#### Task input ####

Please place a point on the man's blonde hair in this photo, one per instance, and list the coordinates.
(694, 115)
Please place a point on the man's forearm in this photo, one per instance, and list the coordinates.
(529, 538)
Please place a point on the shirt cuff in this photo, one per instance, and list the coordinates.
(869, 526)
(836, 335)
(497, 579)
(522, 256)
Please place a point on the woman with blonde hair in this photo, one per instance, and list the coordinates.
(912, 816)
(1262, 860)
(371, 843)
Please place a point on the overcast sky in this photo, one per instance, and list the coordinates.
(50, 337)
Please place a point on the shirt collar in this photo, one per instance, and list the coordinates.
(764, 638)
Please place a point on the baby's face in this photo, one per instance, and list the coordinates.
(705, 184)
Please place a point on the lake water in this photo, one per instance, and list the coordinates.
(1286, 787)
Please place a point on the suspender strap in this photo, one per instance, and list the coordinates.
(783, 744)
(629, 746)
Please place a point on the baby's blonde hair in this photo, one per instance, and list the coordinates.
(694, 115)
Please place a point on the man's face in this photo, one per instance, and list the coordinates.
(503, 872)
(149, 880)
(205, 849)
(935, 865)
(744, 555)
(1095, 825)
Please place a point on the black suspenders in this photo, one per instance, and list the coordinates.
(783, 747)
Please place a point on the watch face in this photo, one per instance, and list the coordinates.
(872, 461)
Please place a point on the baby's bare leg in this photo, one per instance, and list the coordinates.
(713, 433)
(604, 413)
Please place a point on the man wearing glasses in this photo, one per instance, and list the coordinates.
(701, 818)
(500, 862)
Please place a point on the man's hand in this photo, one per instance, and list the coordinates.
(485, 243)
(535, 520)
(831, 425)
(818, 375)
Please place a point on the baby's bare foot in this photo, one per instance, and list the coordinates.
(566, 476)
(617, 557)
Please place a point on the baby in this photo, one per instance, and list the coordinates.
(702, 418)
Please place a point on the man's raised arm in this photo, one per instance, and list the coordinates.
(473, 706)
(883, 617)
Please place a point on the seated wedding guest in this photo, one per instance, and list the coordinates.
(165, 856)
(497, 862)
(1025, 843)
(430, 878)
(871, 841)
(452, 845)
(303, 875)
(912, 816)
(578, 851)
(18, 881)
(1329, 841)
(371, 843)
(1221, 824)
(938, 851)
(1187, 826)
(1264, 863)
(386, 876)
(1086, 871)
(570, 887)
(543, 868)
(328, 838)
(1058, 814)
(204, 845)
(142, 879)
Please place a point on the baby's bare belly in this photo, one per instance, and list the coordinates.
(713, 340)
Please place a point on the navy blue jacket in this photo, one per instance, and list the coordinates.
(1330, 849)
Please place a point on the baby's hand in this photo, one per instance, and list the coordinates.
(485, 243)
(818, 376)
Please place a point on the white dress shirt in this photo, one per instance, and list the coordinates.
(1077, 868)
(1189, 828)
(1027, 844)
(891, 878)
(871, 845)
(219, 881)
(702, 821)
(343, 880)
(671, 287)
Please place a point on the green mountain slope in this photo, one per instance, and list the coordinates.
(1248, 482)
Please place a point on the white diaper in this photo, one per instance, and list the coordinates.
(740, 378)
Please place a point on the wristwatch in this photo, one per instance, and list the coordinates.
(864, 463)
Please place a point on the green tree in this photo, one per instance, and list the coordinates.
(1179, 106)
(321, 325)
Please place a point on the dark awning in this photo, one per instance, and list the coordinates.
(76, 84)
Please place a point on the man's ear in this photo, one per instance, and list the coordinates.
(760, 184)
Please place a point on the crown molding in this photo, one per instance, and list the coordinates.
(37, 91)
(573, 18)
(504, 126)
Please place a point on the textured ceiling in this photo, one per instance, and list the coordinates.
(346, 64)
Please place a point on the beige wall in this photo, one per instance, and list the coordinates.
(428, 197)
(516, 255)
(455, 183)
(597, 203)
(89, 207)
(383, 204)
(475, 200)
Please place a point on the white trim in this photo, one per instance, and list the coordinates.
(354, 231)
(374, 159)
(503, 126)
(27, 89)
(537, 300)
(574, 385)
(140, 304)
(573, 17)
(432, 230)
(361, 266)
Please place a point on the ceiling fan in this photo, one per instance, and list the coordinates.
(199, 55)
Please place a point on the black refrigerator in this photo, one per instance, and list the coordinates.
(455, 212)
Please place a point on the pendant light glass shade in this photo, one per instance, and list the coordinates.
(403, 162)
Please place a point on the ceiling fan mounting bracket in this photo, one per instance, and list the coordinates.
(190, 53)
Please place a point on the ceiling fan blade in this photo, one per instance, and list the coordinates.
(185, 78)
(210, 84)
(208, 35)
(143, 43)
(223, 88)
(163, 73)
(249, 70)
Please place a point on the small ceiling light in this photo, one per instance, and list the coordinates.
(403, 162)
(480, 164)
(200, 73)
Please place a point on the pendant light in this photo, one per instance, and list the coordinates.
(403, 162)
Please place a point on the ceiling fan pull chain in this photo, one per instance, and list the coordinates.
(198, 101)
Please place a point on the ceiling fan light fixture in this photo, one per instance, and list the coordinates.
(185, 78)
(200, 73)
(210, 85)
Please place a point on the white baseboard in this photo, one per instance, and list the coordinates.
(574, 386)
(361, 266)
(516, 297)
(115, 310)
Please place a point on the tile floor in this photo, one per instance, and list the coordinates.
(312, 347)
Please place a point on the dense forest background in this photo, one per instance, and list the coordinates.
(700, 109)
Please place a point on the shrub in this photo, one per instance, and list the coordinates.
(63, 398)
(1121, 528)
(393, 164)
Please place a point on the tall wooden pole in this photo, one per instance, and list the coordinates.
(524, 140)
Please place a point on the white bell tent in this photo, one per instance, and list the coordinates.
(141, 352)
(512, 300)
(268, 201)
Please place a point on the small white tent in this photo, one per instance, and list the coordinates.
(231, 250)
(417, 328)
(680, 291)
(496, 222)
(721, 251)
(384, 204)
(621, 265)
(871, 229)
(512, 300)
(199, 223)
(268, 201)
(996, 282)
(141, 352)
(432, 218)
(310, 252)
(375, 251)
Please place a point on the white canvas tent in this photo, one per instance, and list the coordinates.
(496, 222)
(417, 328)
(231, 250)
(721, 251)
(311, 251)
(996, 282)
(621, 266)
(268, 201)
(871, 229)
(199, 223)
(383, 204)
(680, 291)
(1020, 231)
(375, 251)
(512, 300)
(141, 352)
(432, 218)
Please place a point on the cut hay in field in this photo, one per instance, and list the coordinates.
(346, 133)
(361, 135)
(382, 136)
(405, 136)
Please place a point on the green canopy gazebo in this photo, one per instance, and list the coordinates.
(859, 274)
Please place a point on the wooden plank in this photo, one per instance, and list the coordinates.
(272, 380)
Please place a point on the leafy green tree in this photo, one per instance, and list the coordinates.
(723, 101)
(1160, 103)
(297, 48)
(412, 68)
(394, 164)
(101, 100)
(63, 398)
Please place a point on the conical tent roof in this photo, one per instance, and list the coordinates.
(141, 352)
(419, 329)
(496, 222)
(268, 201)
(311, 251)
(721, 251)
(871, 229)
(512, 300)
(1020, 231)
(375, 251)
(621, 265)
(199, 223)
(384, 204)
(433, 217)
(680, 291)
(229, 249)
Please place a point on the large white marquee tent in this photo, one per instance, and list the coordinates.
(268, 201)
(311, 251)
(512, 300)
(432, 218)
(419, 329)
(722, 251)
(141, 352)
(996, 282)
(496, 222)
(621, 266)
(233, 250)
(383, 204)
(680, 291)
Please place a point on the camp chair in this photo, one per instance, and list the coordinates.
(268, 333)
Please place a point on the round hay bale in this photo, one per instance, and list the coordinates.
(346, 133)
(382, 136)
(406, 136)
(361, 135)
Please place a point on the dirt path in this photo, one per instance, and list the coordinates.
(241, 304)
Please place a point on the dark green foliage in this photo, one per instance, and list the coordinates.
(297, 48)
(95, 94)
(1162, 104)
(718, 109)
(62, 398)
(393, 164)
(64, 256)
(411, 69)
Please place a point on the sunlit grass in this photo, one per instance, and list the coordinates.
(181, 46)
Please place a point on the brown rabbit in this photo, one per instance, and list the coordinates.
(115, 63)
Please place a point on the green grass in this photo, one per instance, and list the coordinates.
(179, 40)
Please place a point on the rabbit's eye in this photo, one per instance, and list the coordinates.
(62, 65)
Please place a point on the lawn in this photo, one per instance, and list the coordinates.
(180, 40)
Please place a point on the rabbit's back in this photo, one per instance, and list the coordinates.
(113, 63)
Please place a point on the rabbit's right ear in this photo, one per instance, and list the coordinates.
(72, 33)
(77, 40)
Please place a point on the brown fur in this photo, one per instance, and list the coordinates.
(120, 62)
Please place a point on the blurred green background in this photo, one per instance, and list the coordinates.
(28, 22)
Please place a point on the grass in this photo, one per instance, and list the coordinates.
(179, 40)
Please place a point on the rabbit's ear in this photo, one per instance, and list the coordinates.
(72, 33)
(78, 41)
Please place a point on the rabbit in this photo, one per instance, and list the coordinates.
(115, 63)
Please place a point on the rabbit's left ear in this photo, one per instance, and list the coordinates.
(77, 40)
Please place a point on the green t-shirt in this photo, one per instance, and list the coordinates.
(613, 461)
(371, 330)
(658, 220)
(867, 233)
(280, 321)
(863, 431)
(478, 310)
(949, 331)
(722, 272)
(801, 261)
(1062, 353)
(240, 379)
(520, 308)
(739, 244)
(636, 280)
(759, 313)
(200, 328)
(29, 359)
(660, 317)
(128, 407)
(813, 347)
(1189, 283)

####

▸ **Task**
From the line containing "Please place a point on the rabbit in" down to the final line of the data, write out every line exactly; both the first and last of these belong in your answer, and nothing else does.

▸ **Result of the exercise**
Please place a point on the rabbit in this photo, one per instance, and list the coordinates.
(115, 63)
Please place a point on the rabbit's left ear in this photo, one per instance, and list the coordinates.
(77, 40)
Please place a point on the green t-shirt in this photo, one per instance, and list the coordinates.
(613, 461)
(371, 330)
(658, 220)
(867, 233)
(280, 321)
(863, 431)
(478, 310)
(949, 331)
(722, 272)
(801, 261)
(1062, 353)
(240, 379)
(520, 308)
(739, 244)
(636, 280)
(759, 313)
(200, 328)
(29, 359)
(660, 317)
(128, 407)
(813, 347)
(1189, 283)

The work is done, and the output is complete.